■ Consegna 1
Nel brano da leggere, riscrivi il tratto che inizia con "Serio ma non" e prosegue fino a "via di Colorno).", cambiando "eloquio" in "oratoria".
■ Consegna 2
Secondo il brano da leggere, in che cosa viene marinato il salmone norvegese?

■ Brano da leggere
>>>>

Serio ma non serioso, sembra avere una gentile determinazione e anche una certa capacità di eloquio (forse merito degli studi da oratore del foro intrapresi prima della folgorazione sulla via di Colorno).

Al tavolo prima della spiegazione dei piatti ci tiene a raccontare il concetto della cucina di Acqua per dare un senso ai piatti che seguiranno: una cucina soprattutto di mare, ma non esclusivamente, nella quale la territorializzazione dei piatti avviene con gli elementi vegetali. Ad esempio, con salmone e barbabietola, un piatto che unisce tecnica ed estetica: dopo aver nuotato fino a Olgiate Olona il salmone norvegese viene marinato in un estratto di barbabietola, poi affumicato maison, nel piatto ancora barbabietola a rondelle con una salsa yogurt e rafano (abbinamento che lo chef si porta dall’esperienza anglosassone). Una spirale viola che avvolge il salmone incornicia ed eleva esteticamente e cromaticamente il piatto e, manco a dirlo, è realizzata con gli scarti della barbabietola stessa.

<<<<

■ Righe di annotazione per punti
>>>>

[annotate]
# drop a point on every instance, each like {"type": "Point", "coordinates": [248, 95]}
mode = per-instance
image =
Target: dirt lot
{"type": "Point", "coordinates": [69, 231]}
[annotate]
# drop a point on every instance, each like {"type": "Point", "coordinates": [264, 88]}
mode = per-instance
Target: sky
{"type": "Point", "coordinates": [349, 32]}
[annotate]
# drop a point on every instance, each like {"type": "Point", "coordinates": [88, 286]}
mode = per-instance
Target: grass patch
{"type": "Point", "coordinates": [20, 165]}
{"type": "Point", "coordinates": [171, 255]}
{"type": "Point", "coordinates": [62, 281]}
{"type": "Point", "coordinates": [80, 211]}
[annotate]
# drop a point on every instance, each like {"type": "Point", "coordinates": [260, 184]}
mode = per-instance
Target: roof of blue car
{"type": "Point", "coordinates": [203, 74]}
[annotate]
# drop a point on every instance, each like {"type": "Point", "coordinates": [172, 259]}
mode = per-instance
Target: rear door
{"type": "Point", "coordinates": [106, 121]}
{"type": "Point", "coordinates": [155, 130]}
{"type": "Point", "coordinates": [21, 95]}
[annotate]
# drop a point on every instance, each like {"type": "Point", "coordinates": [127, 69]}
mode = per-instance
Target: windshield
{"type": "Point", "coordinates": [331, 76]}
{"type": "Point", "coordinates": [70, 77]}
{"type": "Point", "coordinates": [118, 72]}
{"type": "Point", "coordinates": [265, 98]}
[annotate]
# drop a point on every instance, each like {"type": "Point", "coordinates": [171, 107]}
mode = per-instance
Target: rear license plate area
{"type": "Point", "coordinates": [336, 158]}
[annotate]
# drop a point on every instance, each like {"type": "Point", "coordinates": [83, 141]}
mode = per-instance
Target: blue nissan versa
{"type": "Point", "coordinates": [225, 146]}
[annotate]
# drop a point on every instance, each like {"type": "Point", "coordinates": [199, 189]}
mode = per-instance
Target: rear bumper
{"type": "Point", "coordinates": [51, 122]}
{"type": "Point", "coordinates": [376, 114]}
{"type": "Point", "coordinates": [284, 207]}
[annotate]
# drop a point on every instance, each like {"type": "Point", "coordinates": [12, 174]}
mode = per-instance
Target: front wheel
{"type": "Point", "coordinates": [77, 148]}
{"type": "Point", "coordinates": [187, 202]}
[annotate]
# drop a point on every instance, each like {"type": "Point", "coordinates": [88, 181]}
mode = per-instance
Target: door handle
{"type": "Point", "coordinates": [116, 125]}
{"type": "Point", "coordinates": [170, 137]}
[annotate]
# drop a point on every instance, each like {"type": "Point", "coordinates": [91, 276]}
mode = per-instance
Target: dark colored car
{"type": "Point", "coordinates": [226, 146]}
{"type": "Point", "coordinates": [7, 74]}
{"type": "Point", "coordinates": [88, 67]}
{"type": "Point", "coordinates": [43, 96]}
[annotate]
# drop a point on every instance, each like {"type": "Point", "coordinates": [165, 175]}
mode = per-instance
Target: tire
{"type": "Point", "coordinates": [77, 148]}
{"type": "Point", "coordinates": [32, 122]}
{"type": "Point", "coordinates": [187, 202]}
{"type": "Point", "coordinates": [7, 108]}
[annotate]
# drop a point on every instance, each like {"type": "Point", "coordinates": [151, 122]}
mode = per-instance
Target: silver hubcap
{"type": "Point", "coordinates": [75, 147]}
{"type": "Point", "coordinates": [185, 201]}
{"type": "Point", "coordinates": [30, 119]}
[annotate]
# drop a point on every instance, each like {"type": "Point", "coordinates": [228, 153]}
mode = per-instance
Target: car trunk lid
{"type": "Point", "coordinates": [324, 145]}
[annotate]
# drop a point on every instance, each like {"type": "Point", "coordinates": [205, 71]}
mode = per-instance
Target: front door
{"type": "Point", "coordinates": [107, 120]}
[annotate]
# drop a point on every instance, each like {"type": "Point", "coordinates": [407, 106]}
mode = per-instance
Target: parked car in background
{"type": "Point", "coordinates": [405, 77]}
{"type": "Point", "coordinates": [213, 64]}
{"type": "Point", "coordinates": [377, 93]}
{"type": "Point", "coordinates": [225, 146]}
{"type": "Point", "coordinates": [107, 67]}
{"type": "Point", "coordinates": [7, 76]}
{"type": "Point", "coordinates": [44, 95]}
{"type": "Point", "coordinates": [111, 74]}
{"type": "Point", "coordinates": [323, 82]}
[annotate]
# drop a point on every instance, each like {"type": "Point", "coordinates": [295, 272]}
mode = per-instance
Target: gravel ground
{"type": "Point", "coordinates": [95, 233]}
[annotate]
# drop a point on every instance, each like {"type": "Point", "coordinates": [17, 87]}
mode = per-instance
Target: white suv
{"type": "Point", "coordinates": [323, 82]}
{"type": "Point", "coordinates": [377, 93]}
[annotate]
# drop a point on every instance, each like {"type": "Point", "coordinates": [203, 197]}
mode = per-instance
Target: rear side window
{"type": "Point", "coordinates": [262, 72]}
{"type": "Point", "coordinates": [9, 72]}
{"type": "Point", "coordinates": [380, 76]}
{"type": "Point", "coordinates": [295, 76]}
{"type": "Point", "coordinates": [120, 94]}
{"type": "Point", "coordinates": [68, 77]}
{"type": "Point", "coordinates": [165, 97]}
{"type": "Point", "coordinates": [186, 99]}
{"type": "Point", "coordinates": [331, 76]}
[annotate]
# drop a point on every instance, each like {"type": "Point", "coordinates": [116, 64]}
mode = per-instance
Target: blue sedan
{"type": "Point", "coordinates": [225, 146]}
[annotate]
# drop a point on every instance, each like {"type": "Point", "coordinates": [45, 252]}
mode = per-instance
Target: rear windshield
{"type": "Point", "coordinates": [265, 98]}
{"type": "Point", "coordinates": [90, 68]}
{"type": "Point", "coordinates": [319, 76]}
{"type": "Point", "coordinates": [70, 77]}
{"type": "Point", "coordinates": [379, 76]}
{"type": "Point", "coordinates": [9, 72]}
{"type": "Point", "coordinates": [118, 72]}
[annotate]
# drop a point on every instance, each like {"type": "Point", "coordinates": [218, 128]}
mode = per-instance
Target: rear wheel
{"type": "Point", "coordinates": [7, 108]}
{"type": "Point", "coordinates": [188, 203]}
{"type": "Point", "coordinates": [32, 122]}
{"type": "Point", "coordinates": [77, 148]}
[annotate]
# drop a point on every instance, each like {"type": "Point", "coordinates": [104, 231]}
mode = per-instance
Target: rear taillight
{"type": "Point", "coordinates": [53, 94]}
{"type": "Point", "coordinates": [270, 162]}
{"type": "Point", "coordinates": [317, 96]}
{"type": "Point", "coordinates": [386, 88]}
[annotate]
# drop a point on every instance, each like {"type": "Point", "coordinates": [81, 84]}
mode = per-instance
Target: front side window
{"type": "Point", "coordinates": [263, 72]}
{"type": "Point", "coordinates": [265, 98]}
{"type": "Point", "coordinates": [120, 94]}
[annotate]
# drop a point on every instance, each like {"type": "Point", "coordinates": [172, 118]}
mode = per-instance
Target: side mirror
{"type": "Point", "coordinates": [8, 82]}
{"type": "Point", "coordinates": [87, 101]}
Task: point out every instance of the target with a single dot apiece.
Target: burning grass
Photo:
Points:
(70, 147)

<<<<

■ Soluzione completa 1
Serio ma non serioso, sembra avere una gentile determinazione e anche una certa capacità di oratoria (forse merito degli studi da oratore del foro intrapresi prima della folgorazione sulla via di Colorno).

■ Soluzione completa 2
In un estratto di barbabietola.